In its haste to reach an agreement with the EU in order to be able to claim that Brexit had been done and then hold a general election which it needed to achieve a working majority, the Conservative government under Boris Johnston struck a deal which has damaged the union of Great Britain and Northern Ireland, perpetuated the Brexit divisions within its own party and caused the collapse of the Good Friday Agreement (GFA) and the institutions which it set up.

The running sore of the Northern Ireland Protocol (NIP) needs to be addressed and it seems that even the EU and the Irish Government which acted as the EU mouthpiece in the post-Brexit years have come to recognise that changes are needed.


Recent weeks have seen a change in language and a stepping up of negotiations. However, there is no evidence that the discussions are centring on the issue which needs to be addressed.

Brexit was all about taking back sovereignty i.e. the ability to govern ourselves yet the NI Protocol handed control of Northern Ireland and many UK government decisions in relation to NI over to the EU and the ECJ.

Evidence of this has been given once again this week with the introduction of Official Controls (Northern Ireland) Regulations, 2023 which gives powers to UK government Ministers to implement and supplement the operation of the protocol.


The particular powers, in this case, are being taken to build border posts in NI required under the NIP in order to carry out checks on goods entering EU territory from a third country namely GB.

In effect, an international border has now been created within the UK and has to be built by the UK government in order to comply with EU requirements under the protocol. The power is now being taken by UK ministers because DUP Ministers in the NI Assembly refused to build them and the EU has complained so UK ministers are now taking the power to comply. So much for sovereignty being taken back.

Most of the public debate has centred around these checks which are currently taking place in temporary accommodation and at a reduced level, the effect they have had on GB/NI trade and the impact on supplies of goods to businesses and consumers. However, to dwell on these trade effects is to miss the point. The main objection that Unionists have to the protocol is the impact it has on the union and NI’s place within it.

Despite the UK having left the EU, NI still remains in the EU single market. This means that EU laws, not UK laws apply in NI. This includes current and all future EU laws. So at a time when the UK government is debating which EU laws to retain and which to dispense with or change many of these decisions cannot apply to NI.


The UK has surrendered its power to apply its own laws to part of its own country. Furthermore, the public representatives in NI have no say over future EU laws which will automatically apply to our country even if they have a detrimental effect. So not only has sovereignty been conceded, democracy has been abandoned.


If NI officials do not apply those laws then a foreign court (the ECJ) will impose sanctions on the UK. This abdication of sovereignty also impacts UK government decisions at Westminster. We have already seen the pathetic spectacle of the chancellor not being able to introduce VAT changes for the whole of the UK because they could not apply to NI or introduce reductions in VAT which he had to accept he could not apply to the whole of the country.

The NIP has driven a wedge into the structure of the Union and as the UK government uses its Brexit freedoms to change laws while simultaneously abandoning NI to the clutches of Brussels, the divide in the Union will widen.

| INFORMATION SHOWN |
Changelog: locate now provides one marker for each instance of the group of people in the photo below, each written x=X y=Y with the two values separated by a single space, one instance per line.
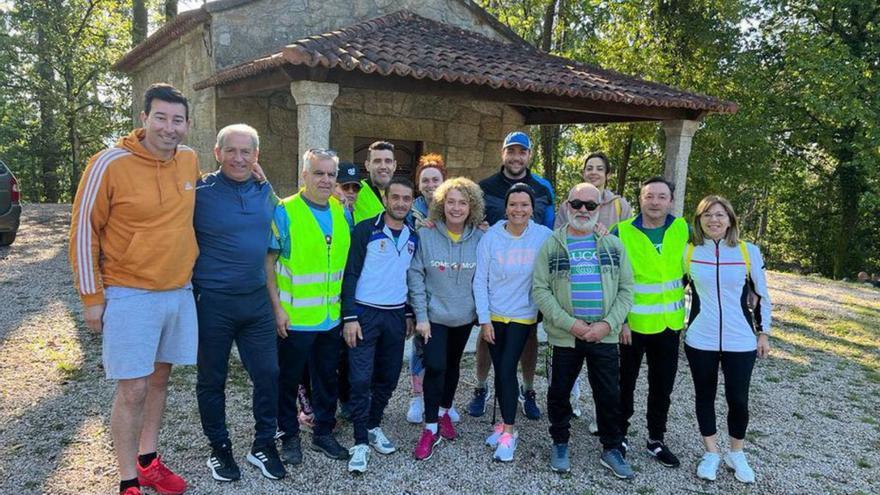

| LIST OF TASKS |
1 > Answer these from the text on the Northern Ireland Protocol:
(a) What regulations introduced this week give UK government Ministers powers to implement and supplement the protocol?
(b) Who refused to build the border posts in Northern Ireland?
(c) Which UK official could not introduce VAT changes for the whole of the UK?
2 > Transcribe the stretch of the text on the Northern Ireland Protocol from "Brexit was all" through "and the ECJ.".
The data can be left aside.

| WORKED ANSWERS |
1 >
(a) The Official Controls (Northern Ireland) Regulations, 2023.
(b) DUP Ministers in the NI Assembly.
(c) The chancellor.

2 >
Brexit was all about taking back sovereignty i.e. the ability to govern ourselves yet the NI Protocol handed control of Northern Ireland and many UK government decisions in relation to NI over to the EU and the ECJ.